Exercise
Without any change, set down every record below.

Records from a collection
◆ ◆ ◆
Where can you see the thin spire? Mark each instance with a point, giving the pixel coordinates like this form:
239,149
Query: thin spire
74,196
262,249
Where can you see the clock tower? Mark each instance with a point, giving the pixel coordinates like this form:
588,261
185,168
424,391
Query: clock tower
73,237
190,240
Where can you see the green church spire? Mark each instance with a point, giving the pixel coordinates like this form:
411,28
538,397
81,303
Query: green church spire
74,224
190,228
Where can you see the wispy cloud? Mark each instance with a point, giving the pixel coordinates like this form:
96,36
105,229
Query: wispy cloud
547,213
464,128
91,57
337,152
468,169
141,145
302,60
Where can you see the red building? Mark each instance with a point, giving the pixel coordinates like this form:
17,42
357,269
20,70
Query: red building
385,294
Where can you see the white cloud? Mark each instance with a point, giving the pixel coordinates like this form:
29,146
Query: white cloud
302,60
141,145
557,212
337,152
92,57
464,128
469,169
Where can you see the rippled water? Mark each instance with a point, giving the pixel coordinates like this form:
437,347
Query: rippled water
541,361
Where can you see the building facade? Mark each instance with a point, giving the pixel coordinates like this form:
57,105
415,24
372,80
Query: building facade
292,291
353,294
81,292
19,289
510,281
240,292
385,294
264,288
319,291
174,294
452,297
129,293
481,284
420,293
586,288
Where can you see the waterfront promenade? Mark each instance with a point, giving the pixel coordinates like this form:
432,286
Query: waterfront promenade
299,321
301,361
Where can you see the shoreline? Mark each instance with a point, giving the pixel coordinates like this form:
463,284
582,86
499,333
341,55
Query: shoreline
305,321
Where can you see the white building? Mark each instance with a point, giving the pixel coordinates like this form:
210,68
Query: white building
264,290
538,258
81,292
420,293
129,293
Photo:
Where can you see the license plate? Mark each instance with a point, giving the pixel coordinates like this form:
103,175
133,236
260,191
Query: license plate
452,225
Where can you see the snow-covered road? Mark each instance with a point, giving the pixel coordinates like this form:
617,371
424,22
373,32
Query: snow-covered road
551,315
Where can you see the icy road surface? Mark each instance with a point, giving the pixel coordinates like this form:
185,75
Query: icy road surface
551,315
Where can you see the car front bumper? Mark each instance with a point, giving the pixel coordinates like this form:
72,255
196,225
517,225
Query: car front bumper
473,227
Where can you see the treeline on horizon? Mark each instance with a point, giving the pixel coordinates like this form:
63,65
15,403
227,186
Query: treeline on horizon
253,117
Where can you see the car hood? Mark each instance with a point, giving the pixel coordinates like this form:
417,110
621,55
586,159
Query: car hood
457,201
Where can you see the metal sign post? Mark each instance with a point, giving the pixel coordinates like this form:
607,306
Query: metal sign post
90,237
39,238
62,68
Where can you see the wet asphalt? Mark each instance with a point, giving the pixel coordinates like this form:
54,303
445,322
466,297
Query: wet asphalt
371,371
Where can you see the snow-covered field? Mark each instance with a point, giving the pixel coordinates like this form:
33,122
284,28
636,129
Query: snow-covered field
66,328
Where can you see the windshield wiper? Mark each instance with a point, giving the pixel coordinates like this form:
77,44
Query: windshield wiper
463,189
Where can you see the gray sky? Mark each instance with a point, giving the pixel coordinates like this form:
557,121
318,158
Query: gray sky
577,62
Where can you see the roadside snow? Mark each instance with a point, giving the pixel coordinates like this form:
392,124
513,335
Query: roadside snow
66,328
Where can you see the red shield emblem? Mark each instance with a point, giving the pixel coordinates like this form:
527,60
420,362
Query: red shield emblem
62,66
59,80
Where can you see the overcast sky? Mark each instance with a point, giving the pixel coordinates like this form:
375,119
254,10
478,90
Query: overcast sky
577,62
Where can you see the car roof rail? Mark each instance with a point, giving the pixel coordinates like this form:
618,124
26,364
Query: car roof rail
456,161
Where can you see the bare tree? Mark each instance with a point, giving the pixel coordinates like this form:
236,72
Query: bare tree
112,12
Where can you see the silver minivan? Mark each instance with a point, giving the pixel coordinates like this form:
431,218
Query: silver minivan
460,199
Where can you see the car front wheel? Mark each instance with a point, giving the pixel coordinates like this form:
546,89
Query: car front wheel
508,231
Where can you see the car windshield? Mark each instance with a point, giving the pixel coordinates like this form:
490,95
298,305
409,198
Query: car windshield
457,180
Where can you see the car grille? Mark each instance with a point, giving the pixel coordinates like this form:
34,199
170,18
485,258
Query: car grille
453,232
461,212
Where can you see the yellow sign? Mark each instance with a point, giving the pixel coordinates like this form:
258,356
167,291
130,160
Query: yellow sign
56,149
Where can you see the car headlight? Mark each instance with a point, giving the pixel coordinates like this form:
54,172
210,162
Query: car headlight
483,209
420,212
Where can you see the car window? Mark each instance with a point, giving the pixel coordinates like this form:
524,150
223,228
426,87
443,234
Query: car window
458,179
◆ ◆ ◆
Written answer
Where can you see the thin spire? Mark each instance with a point, giving the pixel coordinates like this form:
239,149
Query: thin spire
74,196
262,249
Where can you see the clock tower? Mark each instance with a point, giving the pixel coordinates like this form:
588,261
185,168
424,391
Query: clock tower
73,237
190,240
Where can you see the green church spire? Mark each instance with a point, giving the pixel coordinates like this form:
411,28
538,397
81,303
Query: green church spire
74,224
190,228
Where can you see the wispy cloud? Mark each instance with a point, giving the pixel coordinates like this form:
96,36
105,229
Query: wispy cloud
547,213
464,128
91,57
337,152
468,169
141,145
302,60
Where can you see the red building? Mark each instance with a point, giving the pixel coordinates like this form:
17,42
357,269
20,70
Query: red building
385,294
Where can you see the white cloud? Mark each instance with a point, giving the pixel coordinates like this form:
29,146
Query: white cloud
302,60
141,145
557,212
337,152
92,57
464,128
469,169
Where can you see the rippled water? Mark each instance with a point, giving the pixel coordinates like this form:
437,347
Query: rippled water
541,361
Where can you see the building facade? Mark each instance with a point, giving the pixel coordinates like this form:
57,105
415,24
372,80
Query: building facade
292,291
353,294
81,292
19,289
510,281
240,292
385,294
264,288
319,291
174,294
452,297
129,293
481,284
420,293
586,288
Where can you see the waterfront promenade? Mark each instance with a point, giving the pixel coordinates like this form:
432,286
Query: waterfront promenade
299,321
301,361
Where can you see the shoreline? Mark each instance with a point, giving the pixel coordinates like this form:
463,284
582,86
499,333
341,55
Query: shoreline
305,321
Where can you see the white building? Mark each instance with a point, giving the pixel coordinates like this form:
210,68
Query: white building
264,290
538,258
81,292
420,293
129,293
Photo:
Where can you see the license plate? Mark each instance with a point, giving the pixel coordinates like this form:
103,175
133,236
260,191
Query: license plate
452,225
Where can you see the snow-covered road? Mark each instance with a point, giving the pixel coordinates like this form:
617,371
424,22
373,32
Query: snow-covered road
551,315
Where can you see the icy road surface? Mark each instance with a point, giving the pixel coordinates like this form:
185,75
Query: icy road surface
551,315
Where can you see the car front bumper? Mark each instance with a point, giving the pixel coordinates like this form:
72,255
196,225
517,225
Query: car front bumper
473,227
Where can you see the treeline on horizon? Mark each instance with a point, giving the pixel coordinates like this form:
63,65
15,403
227,186
Query: treeline on horizon
253,117
Where can you see the car hood? Mark each instance with a point, giving the pixel coordinates like this form:
417,110
621,55
586,159
Query: car hood
457,201
Where can you see the metal sign post? Mark each instance with a point, giving the pixel coordinates like this form:
607,306
Query: metal sign post
90,237
39,238
62,68
Where can you see the wet asphalt? Mark each instance with a point, giving the pixel coordinates like this form:
54,303
445,322
466,297
Query: wet asphalt
371,371
Where can you see the snow-covered field? Mark each instance with a point, giving the pixel coordinates like this form:
33,122
284,28
636,129
Query: snow-covered field
66,328
Where can you see the windshield wiper? Mark each instance with a point, giving the pixel coordinates like this form:
77,44
Query: windshield wiper
463,189
Where can you see the gray sky? Mark each instance with a point, giving the pixel coordinates like this form:
557,121
318,158
Query: gray sky
577,62
Where can you see the roadside snow? Mark each instance with a point, giving the pixel coordinates like this form:
392,124
513,335
Query: roadside snow
66,328
Where can you see the red shield emblem? Mark each instance with a point, giving the pixel coordinates like this form:
527,60
420,362
Query: red shield emblem
62,66
59,80
Where can you see the overcast sky? Mark each instance with a point, giving the pixel coordinates like this form:
375,119
254,10
478,90
Query: overcast sky
577,62
Where can you see the car roof rail? Mark each instance with a point, giving the pixel coordinates like this form:
618,124
26,364
Query: car roof rail
456,161
Where can you see the bare tree? Mark each instance with a point, giving the pixel coordinates like this form:
236,72
Query: bare tree
112,12
Where can you see the silver minivan? Mark each instance with a point, giving the pixel coordinates like this form:
431,218
Query: silver minivan
460,199
Where can you see the car front wheel? Mark each instance with a point, giving the pixel coordinates like this form:
546,89
Query: car front wheel
508,231
Where can you see the car windshield? Mark each instance with a point, giving the pixel coordinates like this form:
490,95
298,305
409,198
Query: car windshield
457,180
Where can you see the car grille? Mark each instance with a point, giving the pixel coordinates like this form:
34,199
170,18
485,258
Query: car grille
453,232
461,212
Where can you see the yellow sign? Mark each instance with a point, giving the pixel coordinates like this form:
258,356
167,291
130,160
Query: yellow sign
56,149
Where can you see the car headlight? Mark each instance with a point, giving the pixel coordinates like this form:
54,172
210,162
Query: car headlight
483,209
420,212
Where can you see the car window? Mark each instance with a point, giving the pixel coordinates like this form:
524,150
223,228
426,87
443,234
Query: car window
458,179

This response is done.